## begin GIVEN PASSAGE
Skip to content

cassidylaidlaw/boltzmann-policy-distribution

Repository files navigation

The Boltzmann Policy Distribution

This repository contains code and data for the ICLR 2022 paper The Boltzmann Policy Distribution: Accounting for Systematic Suboptimality in Human Models. In particular, the repository contains an implementation of our algorithm for computing the Boltzmann Policy Distribution (BPD) which is based around RLlib.

Installation

The code can be downloaded as this GitHub repository or installed as a pip package.

As a repository

  1. Install Python 3.8 or later (3.7 might work but may not be able to load pretrained checkpoints).

  2. Clone the repository:

     git clone https://github.com/cassidylaidlaw/boltzmann-policy-distribution.git
     cd boltzmann-policy-distribution
    
  3. Install pip requirements:

     pip install -r requirements.txt
    

As a package

  1. Install Python 3.

  2. Install from PyPI:

     pip install boltzmann-policy-distribution
    
  3. Import the package as follows:

     from bpd.agents.bpd_trainer import BPDTrainer
    

    See getting_started.ipynb or the Colab notebook below for examples of how to use the package.

Data and Pretrained Models

Download human-human data from here.

Download pretrained models from here. The download includes a README describing which checkpoints are used where in the paper.

Usage

This section explains how to get started with using the code and how to run the Overcooked experiments from the paper.

Getting Started

The getting_started.ipynb notebook shows how to use the BPD to predict human behavior in a new environment. It is also available on Google Colab via the link below.

Open In Colab

Experiments

Each of the subsections below describes how to various experiments from the paper. All experiment configuration is done using Sacred, and parameters can be updated from the command line by adding param=value after the command. For instance, most of the experiments require setting the Overcooked layout by, for instance, writing layout_name="cramped_room".

We used RLlib for reinforcement learning (RL) and many experiments output an RLlib checkpoint as the result. If a checkpoint from one experiment is needed for another experiment, you can find the checkpoint by looking at the output of the training run, which should look something like this:

INFO - main - Starting training iteration 0
INFO - main - Starting training iteration 1
...
INFO - main - Saved final checkpoint to data/logs/self_play/ppo/cramped_room/2022-01-01_12-00-00/checkpoint_000500/checkpoint-500

Many experiments also log metrics to TensorBoard during training. Logs and checkpoints are stored in data/logs by default. You can open TensorBoard by running

pip install tensorboard
tensorboard --logdir data/logs

Calculating the BPD

To calculate the BPD for Overcooked, we used the following command:

python -m bpd.experiments.train_overcooked with run="bpd" num_workers=25 num_training_iters=2000 layout_name="cramped_room" temperature=0.1 prior_concentration=0.2 reward_shaping_horizon=20000000 latents_per_iteration=250  share_dense_reward=True train_batch_size=100000 discriminate_sequences=True max_seq_len=10 entropy_coeff_start=0 entropy_coeff_end=0 latent_size=1000 sgd_minibatch_size=8000 use_latent_attention=True

Some useful parameters include

  • temperature: the parameter $1 / \beta$ from the paper, which controls how irrational or suboptimal the human is.
## end GIVEN PASSAGE
## begin RECORDED INFORMATION
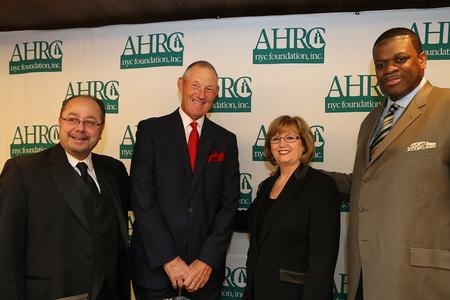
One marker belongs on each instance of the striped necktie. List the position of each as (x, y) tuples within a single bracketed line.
[(386, 126), (87, 178)]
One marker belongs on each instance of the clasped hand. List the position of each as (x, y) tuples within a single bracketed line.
[(192, 277)]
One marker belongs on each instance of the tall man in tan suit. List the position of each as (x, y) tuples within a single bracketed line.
[(399, 232)]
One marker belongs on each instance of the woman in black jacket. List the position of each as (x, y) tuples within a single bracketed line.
[(293, 222)]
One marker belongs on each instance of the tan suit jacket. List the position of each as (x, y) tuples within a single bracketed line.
[(399, 231)]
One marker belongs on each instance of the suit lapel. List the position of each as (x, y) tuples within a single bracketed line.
[(178, 136), (204, 147), (371, 132), (291, 189), (265, 194), (411, 113), (64, 176), (111, 191)]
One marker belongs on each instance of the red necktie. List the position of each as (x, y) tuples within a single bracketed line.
[(193, 144)]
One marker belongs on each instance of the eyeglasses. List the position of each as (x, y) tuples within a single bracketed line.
[(75, 122), (288, 139)]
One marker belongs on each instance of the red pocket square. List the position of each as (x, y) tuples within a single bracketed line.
[(216, 157)]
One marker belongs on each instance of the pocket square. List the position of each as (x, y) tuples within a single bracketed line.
[(417, 146), (216, 157)]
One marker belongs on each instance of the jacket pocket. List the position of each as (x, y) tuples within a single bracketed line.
[(38, 287), (292, 276), (432, 258)]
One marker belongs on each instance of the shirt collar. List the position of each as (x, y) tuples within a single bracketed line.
[(187, 121), (403, 102), (74, 161)]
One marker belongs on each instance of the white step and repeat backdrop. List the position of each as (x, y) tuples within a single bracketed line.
[(317, 66)]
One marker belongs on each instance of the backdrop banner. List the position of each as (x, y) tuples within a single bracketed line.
[(317, 66)]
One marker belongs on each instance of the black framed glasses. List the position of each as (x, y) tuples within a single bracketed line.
[(290, 138), (72, 121)]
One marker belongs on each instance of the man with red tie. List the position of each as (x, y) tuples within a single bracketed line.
[(185, 191)]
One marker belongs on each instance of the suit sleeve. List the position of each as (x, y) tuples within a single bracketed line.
[(324, 241), (13, 222), (152, 230), (216, 244), (343, 182)]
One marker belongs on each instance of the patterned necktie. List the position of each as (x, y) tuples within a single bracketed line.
[(193, 144), (386, 126), (87, 178)]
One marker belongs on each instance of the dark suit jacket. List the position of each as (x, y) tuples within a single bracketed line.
[(179, 212), (295, 255), (46, 241)]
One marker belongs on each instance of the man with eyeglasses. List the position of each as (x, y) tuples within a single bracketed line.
[(63, 227), (399, 228), (184, 194)]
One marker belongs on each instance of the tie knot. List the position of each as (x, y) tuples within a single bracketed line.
[(83, 168), (393, 108)]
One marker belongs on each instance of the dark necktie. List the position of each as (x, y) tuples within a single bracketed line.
[(193, 144), (386, 126), (87, 178)]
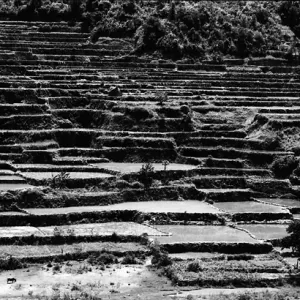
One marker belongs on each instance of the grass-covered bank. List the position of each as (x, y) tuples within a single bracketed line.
[(198, 30)]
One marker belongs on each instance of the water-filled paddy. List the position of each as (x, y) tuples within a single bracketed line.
[(71, 175), (14, 186), (101, 229), (189, 233), (135, 167), (266, 231), (189, 206), (249, 207), (284, 202)]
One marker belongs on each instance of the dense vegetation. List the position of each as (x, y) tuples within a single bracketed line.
[(204, 29)]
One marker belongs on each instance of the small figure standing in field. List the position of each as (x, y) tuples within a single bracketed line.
[(165, 164)]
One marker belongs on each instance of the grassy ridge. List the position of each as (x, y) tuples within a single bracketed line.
[(176, 30)]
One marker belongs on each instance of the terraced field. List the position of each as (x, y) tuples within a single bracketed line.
[(78, 121)]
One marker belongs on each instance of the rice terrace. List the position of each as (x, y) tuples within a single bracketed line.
[(149, 149)]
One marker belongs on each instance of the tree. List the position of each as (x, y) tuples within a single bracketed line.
[(146, 175), (293, 239)]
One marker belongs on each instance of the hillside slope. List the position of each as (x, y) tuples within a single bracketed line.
[(197, 30)]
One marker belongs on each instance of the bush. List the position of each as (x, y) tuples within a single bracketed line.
[(194, 266), (75, 9), (289, 12), (145, 175), (284, 166), (60, 180), (139, 113), (130, 259), (293, 240), (159, 257), (11, 264)]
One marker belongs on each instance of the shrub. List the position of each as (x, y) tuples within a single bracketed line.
[(122, 184), (161, 97), (283, 166), (289, 12), (160, 258), (56, 267), (75, 9), (145, 175), (105, 258), (59, 180), (11, 264), (149, 33), (194, 266), (137, 185), (293, 240), (129, 259), (139, 113)]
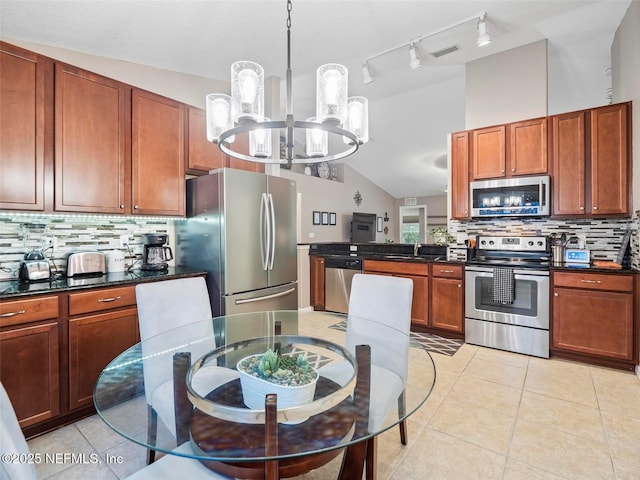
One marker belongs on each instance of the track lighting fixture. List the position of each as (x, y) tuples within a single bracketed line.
[(366, 74), (414, 57), (483, 35)]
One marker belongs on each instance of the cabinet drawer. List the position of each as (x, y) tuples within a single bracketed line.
[(405, 268), (446, 271), (103, 299), (31, 310), (594, 281)]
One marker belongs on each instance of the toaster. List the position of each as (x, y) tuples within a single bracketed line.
[(85, 263), (34, 270)]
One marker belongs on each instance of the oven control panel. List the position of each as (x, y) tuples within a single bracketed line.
[(512, 243)]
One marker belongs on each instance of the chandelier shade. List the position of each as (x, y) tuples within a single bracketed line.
[(357, 119), (243, 114)]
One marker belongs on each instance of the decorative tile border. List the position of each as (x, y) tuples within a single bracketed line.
[(603, 237), (72, 233)]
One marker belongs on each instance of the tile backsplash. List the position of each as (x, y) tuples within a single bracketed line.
[(21, 233), (603, 237)]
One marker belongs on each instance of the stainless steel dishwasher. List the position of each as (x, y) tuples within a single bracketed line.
[(339, 270)]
## end RECORDED INFORMATION
▶ [REQUIRED WORK]
Rewrite the repository page starting at "See getting_started.ipynb or" and ending at "Overcooked experiments from the paper.", putting "saved models" in place of "checkpoints". Rely only on the repository page.

▶ [EXPECTED OUTPUT]
See getting_started.ipynb or the Colab notebook below for examples of how to use the package.

Data and Pretrained Models

Download human-human data from here.

Download pretrained models from here. The download includes a README describing which saved models are used where in the paper.

Usage

This section explains how to get started with using the code and how to run the Overcooked experiments from the paper.